:: DATA FOR THE TASK ::
* * *
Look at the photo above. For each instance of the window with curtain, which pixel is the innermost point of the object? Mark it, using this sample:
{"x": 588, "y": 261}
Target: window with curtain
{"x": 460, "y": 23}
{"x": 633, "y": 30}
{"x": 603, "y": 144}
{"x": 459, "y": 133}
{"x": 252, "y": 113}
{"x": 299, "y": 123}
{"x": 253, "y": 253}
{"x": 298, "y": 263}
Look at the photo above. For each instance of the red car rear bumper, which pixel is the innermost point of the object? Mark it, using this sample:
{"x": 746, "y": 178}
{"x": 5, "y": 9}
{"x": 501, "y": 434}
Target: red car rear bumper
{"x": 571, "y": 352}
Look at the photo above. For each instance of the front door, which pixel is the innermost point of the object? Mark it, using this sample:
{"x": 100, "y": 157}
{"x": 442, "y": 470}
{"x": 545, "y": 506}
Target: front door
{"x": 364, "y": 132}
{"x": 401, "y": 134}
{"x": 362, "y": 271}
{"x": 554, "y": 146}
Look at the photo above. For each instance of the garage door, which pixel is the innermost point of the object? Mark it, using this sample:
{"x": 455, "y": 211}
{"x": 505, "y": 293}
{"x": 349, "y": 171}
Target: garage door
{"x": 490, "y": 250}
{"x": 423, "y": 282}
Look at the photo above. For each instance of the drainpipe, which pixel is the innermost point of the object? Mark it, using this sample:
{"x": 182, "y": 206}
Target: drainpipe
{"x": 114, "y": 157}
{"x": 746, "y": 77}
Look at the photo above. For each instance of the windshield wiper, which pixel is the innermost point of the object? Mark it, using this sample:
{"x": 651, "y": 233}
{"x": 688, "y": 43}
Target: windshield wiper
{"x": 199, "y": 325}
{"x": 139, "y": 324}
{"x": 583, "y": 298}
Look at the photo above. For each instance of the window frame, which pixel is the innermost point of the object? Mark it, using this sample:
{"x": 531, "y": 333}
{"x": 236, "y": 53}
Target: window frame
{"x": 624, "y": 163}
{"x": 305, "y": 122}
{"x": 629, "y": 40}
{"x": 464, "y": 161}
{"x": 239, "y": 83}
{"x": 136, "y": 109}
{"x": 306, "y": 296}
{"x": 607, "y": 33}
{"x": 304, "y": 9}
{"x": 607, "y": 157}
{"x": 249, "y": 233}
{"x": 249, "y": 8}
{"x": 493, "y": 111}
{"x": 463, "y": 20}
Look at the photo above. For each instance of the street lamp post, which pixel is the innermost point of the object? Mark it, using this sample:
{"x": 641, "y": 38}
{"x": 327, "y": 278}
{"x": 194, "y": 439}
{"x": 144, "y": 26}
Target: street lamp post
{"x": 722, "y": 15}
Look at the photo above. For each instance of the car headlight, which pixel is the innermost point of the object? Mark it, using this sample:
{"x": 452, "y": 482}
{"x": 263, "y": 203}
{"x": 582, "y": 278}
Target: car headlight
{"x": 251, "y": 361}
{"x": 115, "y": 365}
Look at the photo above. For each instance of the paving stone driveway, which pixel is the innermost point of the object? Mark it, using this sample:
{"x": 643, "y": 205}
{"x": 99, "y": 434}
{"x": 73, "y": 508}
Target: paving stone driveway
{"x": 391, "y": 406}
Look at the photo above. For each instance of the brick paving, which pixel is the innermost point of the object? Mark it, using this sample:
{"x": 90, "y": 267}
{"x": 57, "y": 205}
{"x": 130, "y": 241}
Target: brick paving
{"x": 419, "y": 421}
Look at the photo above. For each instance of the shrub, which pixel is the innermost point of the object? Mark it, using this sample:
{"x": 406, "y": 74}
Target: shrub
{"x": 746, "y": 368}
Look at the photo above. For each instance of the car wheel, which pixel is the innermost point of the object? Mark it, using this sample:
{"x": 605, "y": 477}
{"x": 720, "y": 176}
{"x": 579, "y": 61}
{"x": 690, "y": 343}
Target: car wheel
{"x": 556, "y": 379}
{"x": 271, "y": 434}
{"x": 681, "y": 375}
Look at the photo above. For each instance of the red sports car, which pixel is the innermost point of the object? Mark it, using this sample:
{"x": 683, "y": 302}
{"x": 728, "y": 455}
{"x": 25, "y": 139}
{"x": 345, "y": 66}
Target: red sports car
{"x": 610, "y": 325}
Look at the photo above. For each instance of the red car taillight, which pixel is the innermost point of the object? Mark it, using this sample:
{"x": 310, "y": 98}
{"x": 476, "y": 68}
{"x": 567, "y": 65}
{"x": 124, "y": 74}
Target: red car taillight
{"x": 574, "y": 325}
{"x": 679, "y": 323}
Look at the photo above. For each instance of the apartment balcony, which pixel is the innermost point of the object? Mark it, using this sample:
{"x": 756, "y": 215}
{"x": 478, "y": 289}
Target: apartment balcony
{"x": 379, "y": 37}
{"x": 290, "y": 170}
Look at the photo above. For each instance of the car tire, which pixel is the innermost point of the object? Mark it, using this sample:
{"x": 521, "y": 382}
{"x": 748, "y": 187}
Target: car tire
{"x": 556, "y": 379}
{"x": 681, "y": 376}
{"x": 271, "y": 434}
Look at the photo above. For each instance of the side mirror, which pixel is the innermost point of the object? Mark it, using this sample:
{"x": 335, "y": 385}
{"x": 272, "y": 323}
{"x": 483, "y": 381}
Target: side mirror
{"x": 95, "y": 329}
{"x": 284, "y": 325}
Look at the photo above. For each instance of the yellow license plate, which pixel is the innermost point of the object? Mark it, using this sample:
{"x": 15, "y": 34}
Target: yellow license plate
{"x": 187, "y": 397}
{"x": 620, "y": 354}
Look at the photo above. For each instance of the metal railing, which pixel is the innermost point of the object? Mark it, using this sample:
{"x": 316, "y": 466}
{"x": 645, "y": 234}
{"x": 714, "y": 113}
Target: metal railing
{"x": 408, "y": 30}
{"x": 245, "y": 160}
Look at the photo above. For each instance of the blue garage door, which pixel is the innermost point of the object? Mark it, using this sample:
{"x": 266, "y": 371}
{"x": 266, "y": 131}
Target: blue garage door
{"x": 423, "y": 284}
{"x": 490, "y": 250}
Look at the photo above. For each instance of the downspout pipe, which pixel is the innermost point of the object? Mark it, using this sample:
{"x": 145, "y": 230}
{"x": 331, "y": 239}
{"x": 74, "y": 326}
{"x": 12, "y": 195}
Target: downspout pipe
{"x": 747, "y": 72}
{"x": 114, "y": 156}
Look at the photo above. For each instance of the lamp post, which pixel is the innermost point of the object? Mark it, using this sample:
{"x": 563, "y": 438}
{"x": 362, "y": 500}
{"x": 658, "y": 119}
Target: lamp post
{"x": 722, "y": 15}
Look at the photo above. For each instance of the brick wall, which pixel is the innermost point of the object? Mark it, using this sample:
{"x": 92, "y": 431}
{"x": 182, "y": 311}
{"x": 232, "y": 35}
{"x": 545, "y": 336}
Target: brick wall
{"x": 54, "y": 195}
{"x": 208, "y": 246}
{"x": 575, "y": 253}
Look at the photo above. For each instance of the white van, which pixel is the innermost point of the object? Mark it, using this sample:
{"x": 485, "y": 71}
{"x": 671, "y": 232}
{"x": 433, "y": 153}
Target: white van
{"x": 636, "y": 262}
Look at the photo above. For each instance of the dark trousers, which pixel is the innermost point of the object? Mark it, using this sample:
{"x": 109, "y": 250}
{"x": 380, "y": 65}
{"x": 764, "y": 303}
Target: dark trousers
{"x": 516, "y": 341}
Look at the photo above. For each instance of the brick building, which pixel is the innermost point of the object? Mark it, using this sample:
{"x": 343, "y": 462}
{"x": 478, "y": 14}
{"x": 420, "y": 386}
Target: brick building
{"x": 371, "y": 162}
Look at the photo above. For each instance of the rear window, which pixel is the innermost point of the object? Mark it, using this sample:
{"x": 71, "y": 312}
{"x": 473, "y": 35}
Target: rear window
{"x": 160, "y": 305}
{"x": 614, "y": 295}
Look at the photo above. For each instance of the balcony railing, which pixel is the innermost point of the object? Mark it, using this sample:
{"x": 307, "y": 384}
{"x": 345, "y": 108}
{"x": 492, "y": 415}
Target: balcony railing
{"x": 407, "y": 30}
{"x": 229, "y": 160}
* * *
:: WORK TASK ::
Keep both end lines and retype everything in the records above from the line containing "Target: windshield wiper" through the line containing "car headlight, which", exactly, with nothing else.

:: SOLVED EXERCISE ::
Target: windshield wiper
{"x": 199, "y": 325}
{"x": 139, "y": 324}
{"x": 583, "y": 298}
Look at the photo above. For each instance of the window frame, which pixel is the innermost point of the object? Mark it, using this sample:
{"x": 531, "y": 333}
{"x": 236, "y": 53}
Target: window frame
{"x": 624, "y": 163}
{"x": 305, "y": 122}
{"x": 629, "y": 40}
{"x": 464, "y": 161}
{"x": 239, "y": 83}
{"x": 136, "y": 109}
{"x": 306, "y": 296}
{"x": 607, "y": 33}
{"x": 304, "y": 9}
{"x": 607, "y": 157}
{"x": 249, "y": 233}
{"x": 249, "y": 8}
{"x": 493, "y": 111}
{"x": 463, "y": 20}
Look at the photo above. For each instance of the street lamp post, which pixel is the innermost point of the object? Mark it, using this sample:
{"x": 641, "y": 38}
{"x": 327, "y": 278}
{"x": 194, "y": 439}
{"x": 144, "y": 26}
Target: street lamp post
{"x": 722, "y": 15}
Look at the photo above. For each instance of the car headlight, which pixel is the innermost point of the object? Mark it, using this sample:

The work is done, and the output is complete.